▸ **SHORT PROBLEM 1**
Write out the passage about Lady Bird Johnson verbatim, starting with "Lady Bird Johnson" and going on through "had three miscarriages.".

As for the less public side of the campaign—the planning of strategy and tactics—the planners say that the candidate’s wife was almost never
present. “Well,” she says, “I elected to be out a lot.” Asked why, she replied: “I wasn’t confident in that field.” Was there also another reason? “I
didn’t want to be a party to absolutely everything,”
Lady Bird Johnson says.

B
ACK IN
W
ASHINGTON
after the campaign, she had a new apartment, in the Woodley Park Towers off Connecticut Avenue, much more spacious than the Kalorama Road apartment and with a living room that, she recalls, “just hung over Rock Creek Park, and was just filled with green.” But an apartment wasn’t what she wanted. “I had been yearning and talking about having a home,” she recalls.
The Johnsons had been spending about six months of the year in Austin, and every year they seemed to be living in a different apartment there—small and temporary. And in Washington, more and more of their friends were buying homes. “The central theme of my heart’s desire was a house,” she recalls, but there was no money to buy one. She and Lyndon had wanted children, but after seven years of marriage there were no children; she had had three miscarriages.
In an attempt to solve what she describes as a “gynecological problem,” she underwent an operation in Baltimore in September, 1941, but it did not appear to have been successful. “This was
a sadness,” she remembers, and changes the subject. But sometimes, despite herself, her sorrow slipped out; an old friend was to remember chatting with Lady Bird at this time, about other topics; every so often Lady Bird would pause, and a wistful look
would cross her face, and she would say, “
If I had a son …” or “If I had a daughter …” During the Fall of 1941, she was still taking constituents to Mount Vernon—she was to say she stopped counting after her two-hundredth trip—and she was very tired of those trips. Nellie Connally says, “She was
like a sightseeing bus. That’s what congressional wives did: they
hauled the constituents around.” During that Fall, she still entertained constituents at dinners—dinners at which her guests paid little attention to her. Anxious for something else to do, she enrolled, with Nellie, in a business school in Arlington, taking courses in shorthand and typing; years later, Mrs. Johnson, almost always careful not to say a derogatory word about anything, would say of the business school: “That was a
dull, drab little
place.” And all during that Fall, the weekends at Longlea continued, as did the Texas parties at which her husband ridiculed her, or shouted orders at her. “
The women liked her,” Nellie Connally says. “Every woman sympathized with her. If they didn’t like her for herself—and they did—they liked her because they saw what she had to put up with. It made what they had to put up with not so bad.”

▸ **STORED RECORDS**
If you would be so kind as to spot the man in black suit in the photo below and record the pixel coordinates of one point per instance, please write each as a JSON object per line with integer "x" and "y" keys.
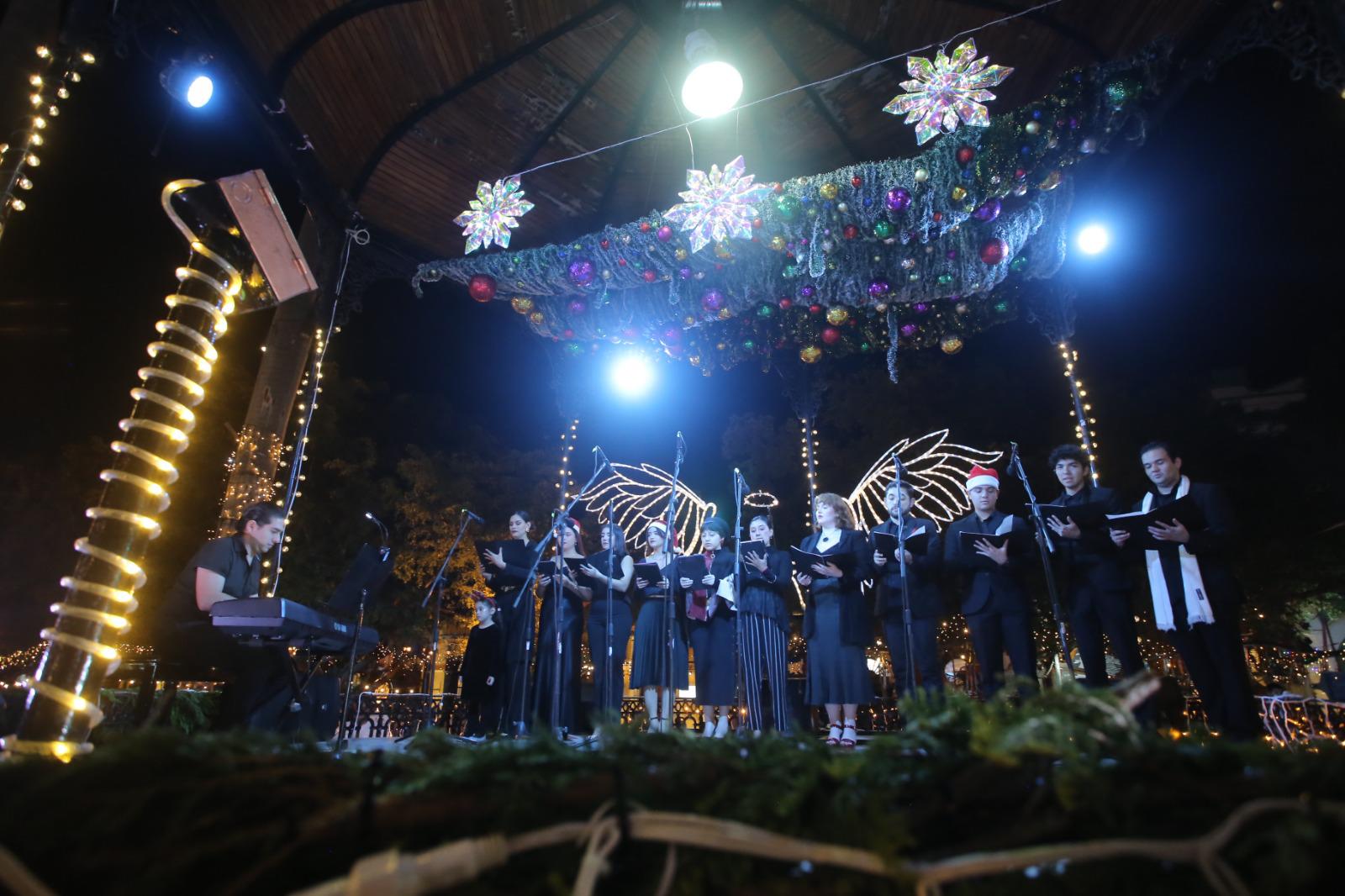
{"x": 1094, "y": 584}
{"x": 1197, "y": 600}
{"x": 921, "y": 588}
{"x": 994, "y": 600}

▸ **SHORT PROBLEM 2**
Give every row above again word for word, leaving the pictures out.

▸ **FULL ANSWER 1**
Lady Bird Johnson says.

B
ACK IN
W
ASHINGTON
after the campaign, she had a new apartment, in the Woodley Park Towers off Connecticut Avenue, much more spacious than the Kalorama Road apartment and with a living room that, she recalls, “just hung over Rock Creek Park, and was just filled with green.” But an apartment wasn’t what she wanted. “I had been yearning and talking about having a home,” she recalls.
The Johnsons had been spending about six months of the year in Austin, and every year they seemed to be living in a different apartment there—small and temporary. And in Washington, more and more of their friends were buying homes. “The central theme of my heart’s desire was a house,” she recalls, but there was no money to buy one. She and Lyndon had wanted children, but after seven years of marriage there were no children; she had had three miscarriages.

▸ **FULL ANSWER 2**
If you would be so kind as to spot the man in black suit in the photo below and record the pixel coordinates of one point per instance, please write each as a JSON object per line with integer "x" and "y" keys.
{"x": 1094, "y": 584}
{"x": 1197, "y": 600}
{"x": 921, "y": 588}
{"x": 994, "y": 600}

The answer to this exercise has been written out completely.